Provided text:
++++++++

Following the death of George Floyd, the 46-year-old African American who died after being arrested in Minneapolis on suspicions of passing a counterfeit $20 bill, one of the largest protests in U.S. history began in earnest. In the five weeks after his death in May, 15 million to 26 million people in the United States participated in public protests, according to several published polls, and millions of others around the world joined in solidarity.
“The scale of protest we have witnessed is unprecedented,” said Deva Woodly, associate professor at the New School for Social Research in New York. “These are coordinated efforts that are happening everywhere, in cities, suburbs, and rural areas. More than 40 percent of the counties in the United States have had a Black Lives Matter protest.”
A breaking point more than four centuries in the making was reached when the world was forced to confront the brutal truth: Black lives haven’t mattered. Floyd’s case finally stripped the privilege of ignorance from the blithely unaffected.
His life may not have mattered to some. His death did to many. Young people from rural America, affluent white students, and multitudes of everyday people joined in solidarity with founders of Black Lives Matter and civil rights activists from around the world in the call for racial and social justice. The ties that bind us together as humans were forged in the air so cruelly stolen from Floyd.
COVID-19 has radically altered many of our social behaviors, but will it change the values of our cultures? Lessons of modern history are encouraging. During the past century, great advances in human rights and social progress occurred in the immediate aftermath of horrendous death and tremendous social unrest.
American women won the right to vote in the wake of the devastation of World War I and the influenza pandemic of 1918. The twin crises opened the American labor market to women and exposed gender inequities that would no longer stand when the war ended and influenza abated.
The United Nations, dedicated to maintaining peace among nations and promoting human and social rights, was formed shortly after World War II. It continues to serve as a referee of global conflict and disagreement.

++++++++

Stored entries:
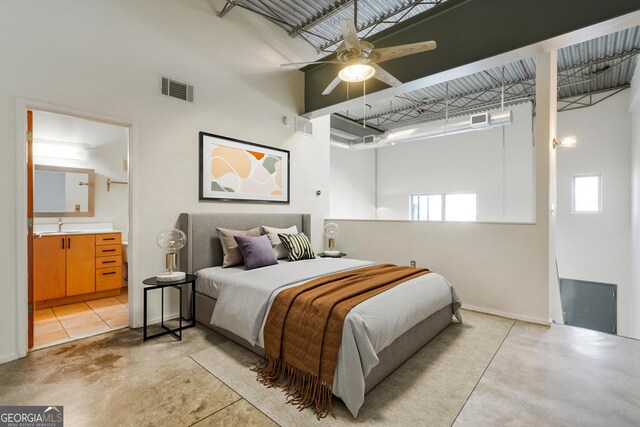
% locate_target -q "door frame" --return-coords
[15,98,138,357]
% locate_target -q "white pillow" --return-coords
[262,225,298,259]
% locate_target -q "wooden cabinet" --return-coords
[96,233,122,292]
[33,236,67,301]
[34,233,122,303]
[67,234,96,296]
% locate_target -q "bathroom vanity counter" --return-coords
[33,230,122,308]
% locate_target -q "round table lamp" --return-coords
[322,222,340,256]
[156,228,187,282]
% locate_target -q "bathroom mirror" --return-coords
[33,165,96,217]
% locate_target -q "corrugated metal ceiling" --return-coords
[218,0,640,129]
[235,0,446,52]
[340,27,640,129]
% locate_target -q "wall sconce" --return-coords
[553,135,578,148]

++++++++

What you need to do: Pick up the text about the George Floyd protests and social progress after crises, and carry it on from where it ends.

Result of the task:
Black American soldiers returning from the same war against tyranny and fascism served as an early and powerful catalyst for the civil rights movement and the overturning of entrenched systems of legalized racism.
Now another grave crisis persists with the relentless attacks of the virus. It demands a universal response. COVID-19 initially attacked our most vulnerable and then gathered strength by standing on the shoulders of our weakest to strike indiscriminately. Cases of the virus continued to surge in the U.S., Brazil, India, and other parts of the world. The virus ruthlessly targeted preexisting health conditions, and massive social inequalities fueled a global inferno.
The lesson for our future is clear: Demanding change and working for global justice and fairness are humanity’s best hope for survival.
We are all connected to the Black washerwomen of Brazil. We’re universally tethered to unheralded and essential workers such as Jason Hargrove, who continued to drive a Detroit bus until days before he died of COVID-19.
At great human, financial,(6) and social cost, the virus illuminates the inextricable ties that bind us all. Those long rendered invisible have shown to be indivisible.
“Jason always took deliberate measures to make sure his passengers were safe and that his bus was sanitized,” Desha said of her late husband. “He was interested in the protection of his passengers, and in return, his passengers would protect him from unruly riders. They all understood that they were on the bus together.”
Death has placed an unforgiving mirror to our face. We’re all on this bus together.